▸ **Exercise**:
Reproduce every line from the one containing "Could you please mark the dirt" through the end of the records, requests included, and scale each coordinate in the answers by 0.75, rounding to whole numbers with halves rounded up. Give only those lines.

▸ **Material for the task**:

>>

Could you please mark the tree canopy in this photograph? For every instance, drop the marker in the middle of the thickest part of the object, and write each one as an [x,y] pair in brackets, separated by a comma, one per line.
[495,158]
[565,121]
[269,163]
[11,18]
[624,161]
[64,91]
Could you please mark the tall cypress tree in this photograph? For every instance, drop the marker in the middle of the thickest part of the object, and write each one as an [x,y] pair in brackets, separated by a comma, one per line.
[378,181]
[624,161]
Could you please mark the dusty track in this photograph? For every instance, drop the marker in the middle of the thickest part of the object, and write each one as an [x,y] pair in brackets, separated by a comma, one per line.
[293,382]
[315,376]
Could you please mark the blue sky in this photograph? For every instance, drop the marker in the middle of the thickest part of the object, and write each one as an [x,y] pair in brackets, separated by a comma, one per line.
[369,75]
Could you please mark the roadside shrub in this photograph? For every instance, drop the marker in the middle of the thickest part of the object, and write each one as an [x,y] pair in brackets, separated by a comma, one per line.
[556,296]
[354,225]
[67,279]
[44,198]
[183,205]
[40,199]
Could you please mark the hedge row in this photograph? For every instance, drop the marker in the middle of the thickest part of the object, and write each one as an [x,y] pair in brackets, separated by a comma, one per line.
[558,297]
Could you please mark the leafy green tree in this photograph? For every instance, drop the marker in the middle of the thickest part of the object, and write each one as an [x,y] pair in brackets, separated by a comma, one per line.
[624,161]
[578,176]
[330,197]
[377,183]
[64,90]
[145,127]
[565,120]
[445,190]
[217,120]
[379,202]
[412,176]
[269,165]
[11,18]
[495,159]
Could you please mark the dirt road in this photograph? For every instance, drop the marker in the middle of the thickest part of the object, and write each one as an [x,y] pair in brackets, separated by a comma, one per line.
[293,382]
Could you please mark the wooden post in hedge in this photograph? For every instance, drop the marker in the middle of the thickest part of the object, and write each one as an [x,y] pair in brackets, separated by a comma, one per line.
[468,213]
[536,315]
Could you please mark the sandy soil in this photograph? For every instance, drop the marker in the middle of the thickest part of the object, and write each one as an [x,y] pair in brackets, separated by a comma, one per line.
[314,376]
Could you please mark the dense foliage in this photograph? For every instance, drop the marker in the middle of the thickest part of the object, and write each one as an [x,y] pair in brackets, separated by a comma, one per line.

<<

▸ **Written solution**:
Could you please mark the dirt road in this photograph? For every instance, drop the marker in the middle of the thickest part of the object, and write each one as an [x,y] pair in brackets, separated by a comma, one per line.
[220,287]
Could you please mark the wooden post in hedge in this photograph? For every instance, drop the marker in the middle of the thickest part of the object, and write each one as an [x,y] pair in brackets, separated by a comma, one per line.
[351,160]
[402,236]
Could you please mark the sandy soil in this photograph? For every instance, drop the marker in the middle of the thickest part of the object, and write each one as an [x,y] pair in brackets, separated by a comma, one per line.
[236,282]
Could you please mark the dense foliage in this photograph? For every instance, drop the marker in the middle of the thickest part of the object, and write each one as an [x,y] pair in brackets, separated by a comma, one per line.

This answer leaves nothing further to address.